======== Source data ========
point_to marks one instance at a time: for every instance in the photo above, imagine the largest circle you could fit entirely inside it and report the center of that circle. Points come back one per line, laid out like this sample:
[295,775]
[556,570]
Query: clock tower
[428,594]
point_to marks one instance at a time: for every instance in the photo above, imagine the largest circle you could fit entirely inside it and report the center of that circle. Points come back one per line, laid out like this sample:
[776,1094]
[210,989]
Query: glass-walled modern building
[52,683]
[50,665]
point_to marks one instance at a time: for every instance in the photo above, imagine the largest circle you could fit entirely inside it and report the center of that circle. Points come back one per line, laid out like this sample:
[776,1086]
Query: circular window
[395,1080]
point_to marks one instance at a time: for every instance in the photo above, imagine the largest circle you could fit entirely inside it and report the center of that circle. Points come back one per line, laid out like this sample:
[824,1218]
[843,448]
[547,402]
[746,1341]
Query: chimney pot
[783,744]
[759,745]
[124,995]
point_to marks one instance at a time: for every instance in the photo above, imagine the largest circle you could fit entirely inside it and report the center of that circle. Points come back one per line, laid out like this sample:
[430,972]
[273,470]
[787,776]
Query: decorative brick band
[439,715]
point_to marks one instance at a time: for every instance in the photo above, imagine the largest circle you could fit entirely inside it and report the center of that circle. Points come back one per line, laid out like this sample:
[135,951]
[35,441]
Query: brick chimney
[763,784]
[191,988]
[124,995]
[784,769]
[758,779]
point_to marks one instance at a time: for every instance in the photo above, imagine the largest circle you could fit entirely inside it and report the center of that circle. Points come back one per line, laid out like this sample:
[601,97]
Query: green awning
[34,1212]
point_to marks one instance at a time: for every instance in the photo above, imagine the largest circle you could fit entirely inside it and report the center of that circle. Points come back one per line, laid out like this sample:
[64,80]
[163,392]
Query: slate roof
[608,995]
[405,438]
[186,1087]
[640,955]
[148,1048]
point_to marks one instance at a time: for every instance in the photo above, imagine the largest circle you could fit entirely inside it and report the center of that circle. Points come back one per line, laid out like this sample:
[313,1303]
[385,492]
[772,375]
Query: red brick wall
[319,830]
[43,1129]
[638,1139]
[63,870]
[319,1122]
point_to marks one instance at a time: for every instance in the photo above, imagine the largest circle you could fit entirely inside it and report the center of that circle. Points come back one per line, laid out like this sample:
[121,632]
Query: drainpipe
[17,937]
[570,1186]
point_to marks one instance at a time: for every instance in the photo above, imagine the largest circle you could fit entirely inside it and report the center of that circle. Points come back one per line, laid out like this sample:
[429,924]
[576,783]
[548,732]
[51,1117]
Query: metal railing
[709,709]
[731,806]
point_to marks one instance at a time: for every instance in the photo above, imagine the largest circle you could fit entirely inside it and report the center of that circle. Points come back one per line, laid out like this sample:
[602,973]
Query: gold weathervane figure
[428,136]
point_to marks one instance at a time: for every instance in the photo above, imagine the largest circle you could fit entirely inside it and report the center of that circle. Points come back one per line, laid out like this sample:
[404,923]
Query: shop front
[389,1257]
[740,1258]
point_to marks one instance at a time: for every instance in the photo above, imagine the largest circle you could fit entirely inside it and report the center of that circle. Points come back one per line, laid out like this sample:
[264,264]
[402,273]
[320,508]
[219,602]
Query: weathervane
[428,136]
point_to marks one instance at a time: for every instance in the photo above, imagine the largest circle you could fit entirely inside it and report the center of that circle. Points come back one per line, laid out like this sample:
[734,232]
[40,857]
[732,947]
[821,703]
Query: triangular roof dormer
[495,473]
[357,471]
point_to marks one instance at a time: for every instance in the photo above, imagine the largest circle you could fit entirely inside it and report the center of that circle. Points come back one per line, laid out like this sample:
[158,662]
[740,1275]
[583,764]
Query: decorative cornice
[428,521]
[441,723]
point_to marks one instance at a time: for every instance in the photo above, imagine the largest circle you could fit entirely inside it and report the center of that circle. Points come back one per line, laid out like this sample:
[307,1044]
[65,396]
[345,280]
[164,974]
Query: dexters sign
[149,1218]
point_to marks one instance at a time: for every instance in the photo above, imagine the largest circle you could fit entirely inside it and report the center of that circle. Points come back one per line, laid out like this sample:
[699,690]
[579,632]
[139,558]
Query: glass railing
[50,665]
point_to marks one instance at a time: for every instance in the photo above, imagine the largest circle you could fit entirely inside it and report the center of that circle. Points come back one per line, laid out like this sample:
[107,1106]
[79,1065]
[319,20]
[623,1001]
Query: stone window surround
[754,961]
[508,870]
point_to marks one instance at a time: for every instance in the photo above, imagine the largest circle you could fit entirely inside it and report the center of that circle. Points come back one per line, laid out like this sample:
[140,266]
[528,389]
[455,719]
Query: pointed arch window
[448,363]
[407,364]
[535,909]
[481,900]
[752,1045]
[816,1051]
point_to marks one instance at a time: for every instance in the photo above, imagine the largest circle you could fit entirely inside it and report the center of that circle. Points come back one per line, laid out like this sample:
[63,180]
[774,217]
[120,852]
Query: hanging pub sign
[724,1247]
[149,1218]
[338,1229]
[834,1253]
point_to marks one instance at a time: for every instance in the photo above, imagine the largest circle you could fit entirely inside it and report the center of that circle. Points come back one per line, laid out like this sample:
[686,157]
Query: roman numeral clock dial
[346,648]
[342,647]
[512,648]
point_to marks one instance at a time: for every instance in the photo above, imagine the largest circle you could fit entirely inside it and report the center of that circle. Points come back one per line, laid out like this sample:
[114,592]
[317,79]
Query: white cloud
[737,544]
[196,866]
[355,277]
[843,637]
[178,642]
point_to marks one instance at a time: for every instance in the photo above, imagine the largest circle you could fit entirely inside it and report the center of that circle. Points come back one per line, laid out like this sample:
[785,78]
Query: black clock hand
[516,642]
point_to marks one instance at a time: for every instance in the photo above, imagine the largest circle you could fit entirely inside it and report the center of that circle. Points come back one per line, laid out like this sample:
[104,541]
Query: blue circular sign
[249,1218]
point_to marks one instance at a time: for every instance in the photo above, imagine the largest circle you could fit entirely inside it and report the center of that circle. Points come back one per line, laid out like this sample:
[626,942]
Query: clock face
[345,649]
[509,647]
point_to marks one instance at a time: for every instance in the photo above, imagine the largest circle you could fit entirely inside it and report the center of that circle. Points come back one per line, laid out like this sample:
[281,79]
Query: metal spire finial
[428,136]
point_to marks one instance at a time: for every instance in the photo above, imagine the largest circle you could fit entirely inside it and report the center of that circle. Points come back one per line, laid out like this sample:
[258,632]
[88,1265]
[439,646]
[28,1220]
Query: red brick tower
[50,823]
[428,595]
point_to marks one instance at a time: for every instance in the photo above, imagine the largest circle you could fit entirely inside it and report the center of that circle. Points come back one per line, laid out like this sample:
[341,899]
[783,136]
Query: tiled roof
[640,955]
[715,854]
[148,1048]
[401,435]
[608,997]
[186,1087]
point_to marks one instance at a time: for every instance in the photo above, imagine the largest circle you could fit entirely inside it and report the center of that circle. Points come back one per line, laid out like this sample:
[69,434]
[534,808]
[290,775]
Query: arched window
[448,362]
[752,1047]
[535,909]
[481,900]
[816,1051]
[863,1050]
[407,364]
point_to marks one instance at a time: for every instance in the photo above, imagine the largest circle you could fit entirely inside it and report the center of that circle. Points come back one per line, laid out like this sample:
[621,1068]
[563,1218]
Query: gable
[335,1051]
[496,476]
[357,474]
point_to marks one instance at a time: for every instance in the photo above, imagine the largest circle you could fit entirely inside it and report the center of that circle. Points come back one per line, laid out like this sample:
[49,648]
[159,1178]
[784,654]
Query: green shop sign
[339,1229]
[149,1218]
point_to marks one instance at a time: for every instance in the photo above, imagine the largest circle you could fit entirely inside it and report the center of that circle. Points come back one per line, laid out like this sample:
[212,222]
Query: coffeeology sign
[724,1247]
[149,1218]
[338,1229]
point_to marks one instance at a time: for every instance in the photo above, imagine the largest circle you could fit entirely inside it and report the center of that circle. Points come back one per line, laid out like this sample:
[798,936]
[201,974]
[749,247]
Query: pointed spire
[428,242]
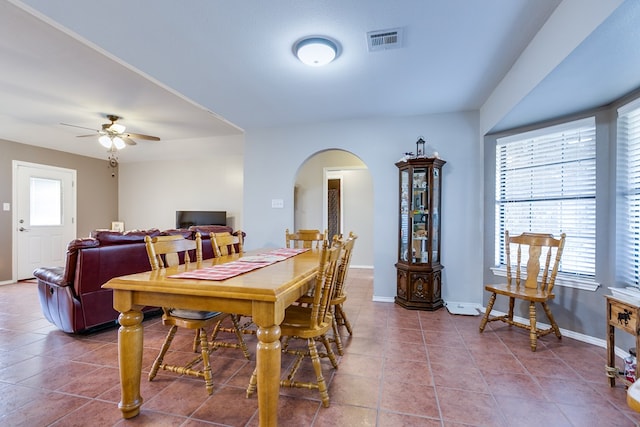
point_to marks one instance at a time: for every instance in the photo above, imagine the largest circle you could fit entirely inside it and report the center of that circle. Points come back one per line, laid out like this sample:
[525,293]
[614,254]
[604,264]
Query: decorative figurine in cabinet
[419,278]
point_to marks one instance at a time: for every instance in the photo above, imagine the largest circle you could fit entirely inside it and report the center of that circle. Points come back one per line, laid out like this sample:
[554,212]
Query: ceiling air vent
[384,39]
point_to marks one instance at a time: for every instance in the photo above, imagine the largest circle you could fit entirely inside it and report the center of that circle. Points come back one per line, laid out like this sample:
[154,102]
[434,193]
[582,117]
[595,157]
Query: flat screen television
[185,219]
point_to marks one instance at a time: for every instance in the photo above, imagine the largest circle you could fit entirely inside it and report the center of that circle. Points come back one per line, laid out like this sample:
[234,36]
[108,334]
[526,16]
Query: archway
[334,190]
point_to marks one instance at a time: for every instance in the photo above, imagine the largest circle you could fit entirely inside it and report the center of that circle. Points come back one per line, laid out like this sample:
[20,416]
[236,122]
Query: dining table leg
========
## Task to carry out
How many of the lines above contain the string "shop", with case counting? Give only the number.

## Result below
2